[Start of Attachment]

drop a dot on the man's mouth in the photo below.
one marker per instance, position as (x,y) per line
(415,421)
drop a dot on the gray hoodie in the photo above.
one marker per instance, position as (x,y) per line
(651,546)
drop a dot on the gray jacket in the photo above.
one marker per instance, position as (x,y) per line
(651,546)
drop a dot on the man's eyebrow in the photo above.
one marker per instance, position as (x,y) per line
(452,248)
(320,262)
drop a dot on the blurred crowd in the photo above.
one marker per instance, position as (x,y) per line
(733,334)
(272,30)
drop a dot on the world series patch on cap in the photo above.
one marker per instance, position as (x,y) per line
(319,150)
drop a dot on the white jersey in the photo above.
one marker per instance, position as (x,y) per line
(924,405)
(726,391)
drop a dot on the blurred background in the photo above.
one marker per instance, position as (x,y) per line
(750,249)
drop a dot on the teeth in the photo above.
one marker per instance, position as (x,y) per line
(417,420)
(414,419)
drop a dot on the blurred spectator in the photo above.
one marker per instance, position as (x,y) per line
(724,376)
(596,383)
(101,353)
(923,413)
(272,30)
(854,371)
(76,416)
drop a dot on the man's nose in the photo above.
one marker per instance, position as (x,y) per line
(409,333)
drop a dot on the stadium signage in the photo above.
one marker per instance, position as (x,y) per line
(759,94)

[End of Attachment]
[Start of Attachment]

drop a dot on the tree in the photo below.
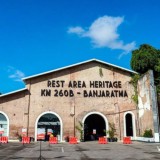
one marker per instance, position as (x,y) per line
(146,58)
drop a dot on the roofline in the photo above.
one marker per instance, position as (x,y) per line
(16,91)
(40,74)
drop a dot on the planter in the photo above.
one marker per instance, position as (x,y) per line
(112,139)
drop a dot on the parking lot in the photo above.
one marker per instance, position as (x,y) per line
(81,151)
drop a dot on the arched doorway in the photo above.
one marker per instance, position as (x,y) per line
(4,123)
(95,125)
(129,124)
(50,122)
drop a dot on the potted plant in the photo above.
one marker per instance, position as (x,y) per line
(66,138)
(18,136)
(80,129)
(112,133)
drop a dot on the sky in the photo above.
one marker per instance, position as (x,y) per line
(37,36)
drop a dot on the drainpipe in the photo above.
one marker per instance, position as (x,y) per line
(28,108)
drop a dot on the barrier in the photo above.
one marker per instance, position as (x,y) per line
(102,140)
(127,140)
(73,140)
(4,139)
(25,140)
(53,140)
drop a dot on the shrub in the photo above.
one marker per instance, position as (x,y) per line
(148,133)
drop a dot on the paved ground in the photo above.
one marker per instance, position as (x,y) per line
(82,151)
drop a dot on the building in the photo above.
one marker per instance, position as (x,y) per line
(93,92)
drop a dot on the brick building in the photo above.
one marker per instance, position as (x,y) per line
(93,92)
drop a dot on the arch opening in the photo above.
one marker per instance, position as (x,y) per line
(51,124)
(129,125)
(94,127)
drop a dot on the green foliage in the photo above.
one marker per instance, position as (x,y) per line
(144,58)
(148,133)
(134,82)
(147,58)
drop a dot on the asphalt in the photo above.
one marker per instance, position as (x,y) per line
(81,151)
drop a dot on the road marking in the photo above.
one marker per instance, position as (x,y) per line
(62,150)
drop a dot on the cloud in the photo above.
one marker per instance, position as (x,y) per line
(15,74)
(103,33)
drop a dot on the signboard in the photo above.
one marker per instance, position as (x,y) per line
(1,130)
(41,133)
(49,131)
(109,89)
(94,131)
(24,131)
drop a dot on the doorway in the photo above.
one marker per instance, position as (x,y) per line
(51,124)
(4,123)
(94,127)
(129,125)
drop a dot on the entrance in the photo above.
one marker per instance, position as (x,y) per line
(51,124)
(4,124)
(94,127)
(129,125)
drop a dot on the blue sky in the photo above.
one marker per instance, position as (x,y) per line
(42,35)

[End of Attachment]
[Start of Attachment]

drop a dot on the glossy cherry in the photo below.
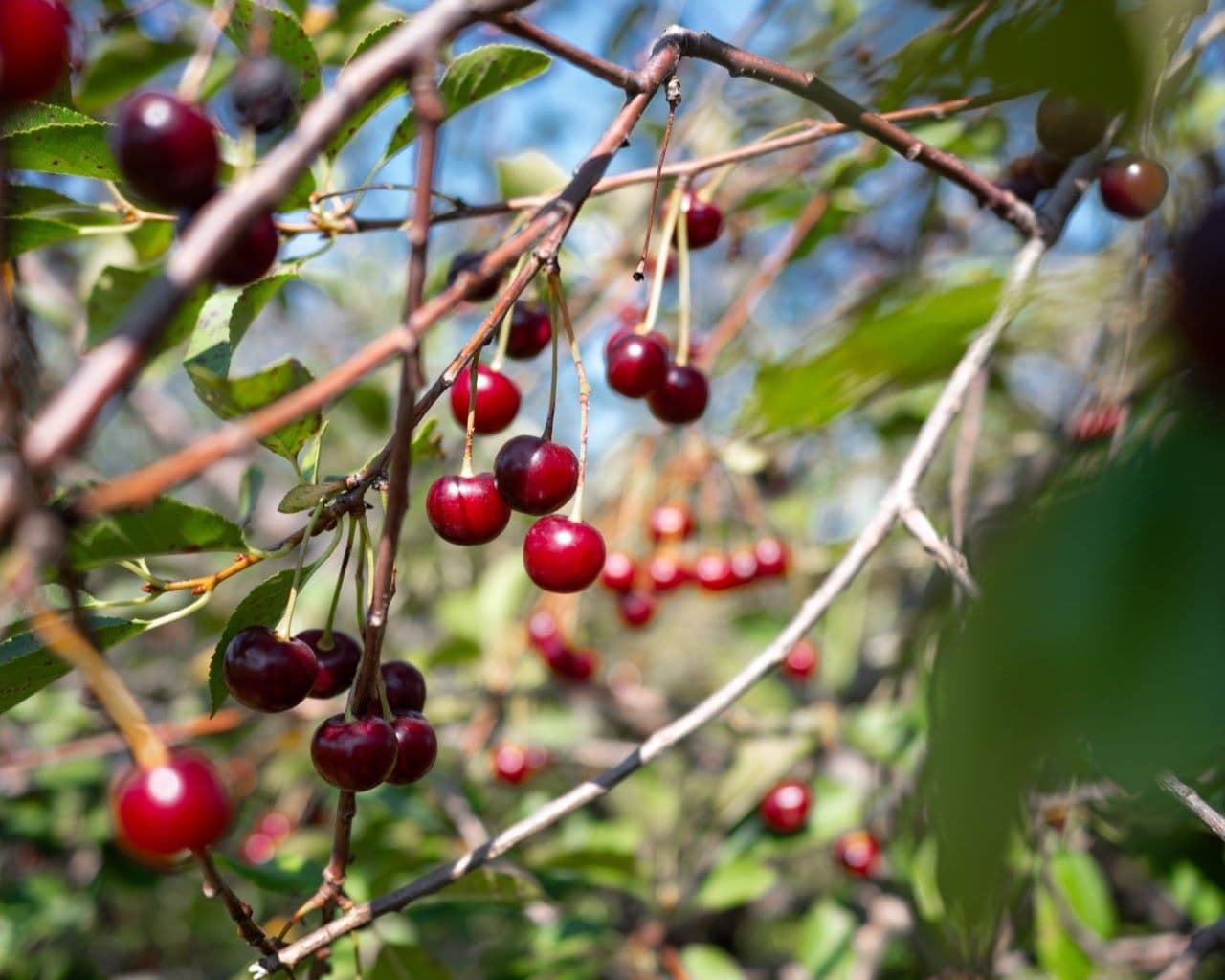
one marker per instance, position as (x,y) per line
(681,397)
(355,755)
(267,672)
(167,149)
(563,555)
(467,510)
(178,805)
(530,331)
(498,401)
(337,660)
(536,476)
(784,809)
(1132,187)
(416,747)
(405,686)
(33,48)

[End of Attachment]

Problem details - In the listing above, how many lines have the string "doorway" in them? Reply with only the figure.

Solved exercise - 2